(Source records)
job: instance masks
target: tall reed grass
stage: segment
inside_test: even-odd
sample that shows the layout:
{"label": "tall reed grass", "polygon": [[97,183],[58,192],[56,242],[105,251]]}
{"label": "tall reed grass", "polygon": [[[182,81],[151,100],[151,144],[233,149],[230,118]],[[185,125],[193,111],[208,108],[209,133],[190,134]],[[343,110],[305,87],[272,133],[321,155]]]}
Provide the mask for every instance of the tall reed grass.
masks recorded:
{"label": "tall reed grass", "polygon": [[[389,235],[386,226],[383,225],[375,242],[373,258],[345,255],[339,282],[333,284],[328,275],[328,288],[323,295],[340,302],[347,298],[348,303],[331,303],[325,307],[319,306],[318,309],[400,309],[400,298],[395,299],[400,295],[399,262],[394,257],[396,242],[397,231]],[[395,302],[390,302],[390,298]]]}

...

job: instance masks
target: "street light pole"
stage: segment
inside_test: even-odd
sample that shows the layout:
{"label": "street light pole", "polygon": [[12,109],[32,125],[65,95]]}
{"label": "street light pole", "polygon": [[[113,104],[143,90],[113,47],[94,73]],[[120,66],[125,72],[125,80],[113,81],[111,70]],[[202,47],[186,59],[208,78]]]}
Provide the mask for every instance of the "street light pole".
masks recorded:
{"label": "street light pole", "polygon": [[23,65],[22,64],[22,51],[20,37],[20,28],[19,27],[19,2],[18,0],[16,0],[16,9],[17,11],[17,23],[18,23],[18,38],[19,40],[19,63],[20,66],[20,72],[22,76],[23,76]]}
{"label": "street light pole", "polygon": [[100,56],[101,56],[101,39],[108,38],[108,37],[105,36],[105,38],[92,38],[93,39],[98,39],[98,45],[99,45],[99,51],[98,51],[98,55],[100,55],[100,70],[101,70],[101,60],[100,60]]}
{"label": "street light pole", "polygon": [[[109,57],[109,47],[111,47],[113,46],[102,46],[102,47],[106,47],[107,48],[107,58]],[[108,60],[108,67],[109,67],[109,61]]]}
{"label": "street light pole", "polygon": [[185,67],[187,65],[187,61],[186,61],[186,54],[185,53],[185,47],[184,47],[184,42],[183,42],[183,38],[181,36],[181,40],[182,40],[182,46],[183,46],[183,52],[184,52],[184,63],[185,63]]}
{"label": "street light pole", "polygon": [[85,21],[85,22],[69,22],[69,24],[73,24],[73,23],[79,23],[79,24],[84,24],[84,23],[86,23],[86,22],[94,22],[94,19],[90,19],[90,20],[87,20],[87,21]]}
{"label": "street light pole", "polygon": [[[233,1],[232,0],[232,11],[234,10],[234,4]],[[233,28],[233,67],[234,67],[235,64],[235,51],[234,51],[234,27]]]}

GIVEN TASK: Locate every line in the records above that contains the string "tall", and copy each such line.

ANSWER TO THIS EXERCISE:
target: tall reed grass
{"label": "tall reed grass", "polygon": [[97,183],[58,192],[56,242],[105,251]]}
{"label": "tall reed grass", "polygon": [[[182,81],[151,100],[151,144],[233,149],[230,118]],[[185,125],[193,111],[208,108],[209,133],[190,134]],[[343,110],[305,87],[272,133],[321,155]]]}
Provide the mask for every instance of the tall reed grass.
{"label": "tall reed grass", "polygon": [[[389,235],[386,226],[383,225],[375,242],[373,258],[345,255],[339,282],[333,284],[328,275],[328,288],[323,295],[340,302],[347,298],[348,303],[331,303],[325,307],[319,306],[318,309],[400,309],[400,298],[395,299],[400,295],[399,262],[394,257],[396,242],[397,231]],[[395,302],[390,302],[390,298]]]}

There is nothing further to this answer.